## EXERCISE AIM
Return every line of the material below that contains the word "wall", copying each line in full.

* START *

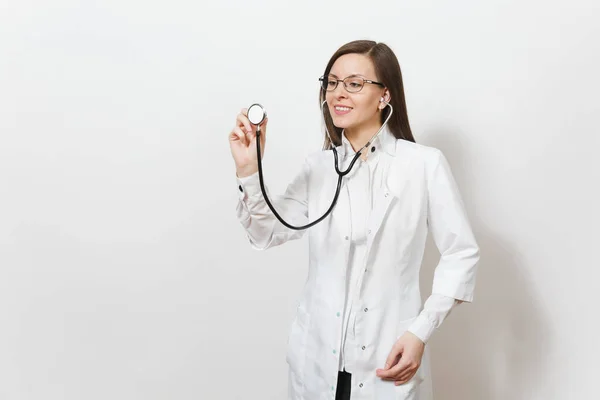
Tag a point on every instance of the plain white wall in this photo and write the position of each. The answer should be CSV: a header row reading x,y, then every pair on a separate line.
x,y
123,271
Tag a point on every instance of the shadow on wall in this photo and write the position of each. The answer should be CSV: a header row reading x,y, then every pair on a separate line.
x,y
493,348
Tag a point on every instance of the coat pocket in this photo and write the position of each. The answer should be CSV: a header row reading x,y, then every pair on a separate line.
x,y
296,346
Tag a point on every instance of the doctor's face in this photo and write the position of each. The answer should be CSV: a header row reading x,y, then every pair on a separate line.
x,y
357,105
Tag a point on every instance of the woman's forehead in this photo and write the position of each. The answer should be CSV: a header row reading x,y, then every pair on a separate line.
x,y
353,64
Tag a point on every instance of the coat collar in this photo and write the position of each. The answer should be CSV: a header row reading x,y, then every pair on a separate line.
x,y
385,141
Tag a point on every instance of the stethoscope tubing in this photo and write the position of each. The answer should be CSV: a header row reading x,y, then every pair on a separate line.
x,y
340,173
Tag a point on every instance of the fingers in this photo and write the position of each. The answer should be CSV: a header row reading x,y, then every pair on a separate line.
x,y
242,120
238,134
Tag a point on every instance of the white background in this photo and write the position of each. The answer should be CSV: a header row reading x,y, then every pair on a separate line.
x,y
123,271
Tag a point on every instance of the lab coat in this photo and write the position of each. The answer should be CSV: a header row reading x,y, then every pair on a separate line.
x,y
418,193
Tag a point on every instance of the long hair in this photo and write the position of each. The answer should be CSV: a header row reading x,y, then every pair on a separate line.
x,y
388,72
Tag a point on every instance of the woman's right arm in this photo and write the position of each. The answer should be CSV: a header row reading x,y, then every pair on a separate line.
x,y
263,229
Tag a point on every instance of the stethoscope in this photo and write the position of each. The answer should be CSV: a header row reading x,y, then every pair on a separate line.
x,y
257,114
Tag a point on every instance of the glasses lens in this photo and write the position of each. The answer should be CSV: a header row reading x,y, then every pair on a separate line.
x,y
328,83
354,84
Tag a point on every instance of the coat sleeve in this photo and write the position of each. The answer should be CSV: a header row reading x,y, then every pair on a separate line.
x,y
455,273
263,229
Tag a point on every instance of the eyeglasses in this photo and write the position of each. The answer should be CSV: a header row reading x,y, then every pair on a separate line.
x,y
353,83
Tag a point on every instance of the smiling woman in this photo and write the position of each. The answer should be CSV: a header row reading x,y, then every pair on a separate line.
x,y
360,330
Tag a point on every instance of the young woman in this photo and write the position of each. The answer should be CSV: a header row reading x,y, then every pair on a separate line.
x,y
361,329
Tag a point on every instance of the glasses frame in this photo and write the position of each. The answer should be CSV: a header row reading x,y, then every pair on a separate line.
x,y
337,81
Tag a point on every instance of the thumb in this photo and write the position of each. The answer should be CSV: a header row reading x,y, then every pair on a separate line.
x,y
391,359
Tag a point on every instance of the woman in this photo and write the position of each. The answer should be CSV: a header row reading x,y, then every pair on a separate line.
x,y
360,328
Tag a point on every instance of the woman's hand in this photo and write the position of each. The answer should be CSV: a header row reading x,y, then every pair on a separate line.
x,y
242,141
404,359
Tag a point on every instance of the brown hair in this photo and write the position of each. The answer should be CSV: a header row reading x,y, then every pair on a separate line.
x,y
388,72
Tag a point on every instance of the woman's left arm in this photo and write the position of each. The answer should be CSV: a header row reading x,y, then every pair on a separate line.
x,y
454,276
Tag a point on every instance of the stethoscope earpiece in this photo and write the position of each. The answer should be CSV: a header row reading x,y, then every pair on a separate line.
x,y
257,114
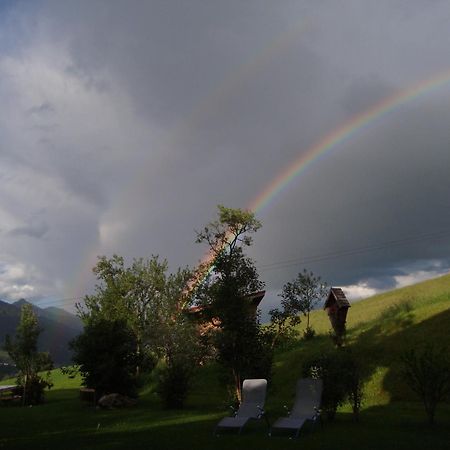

* END *

## WRITTEN RESPONSE
Tag a point on every instance of the plain white wall in this photo and write the position of each. The answer should be CSV: a header row reading x,y, then every pair on a separate line.
Tag a point on every instance of the shadow on wall in this photo and write the position of each. The answer should be CSV: a header row reading x,y, then every pair on a separate line.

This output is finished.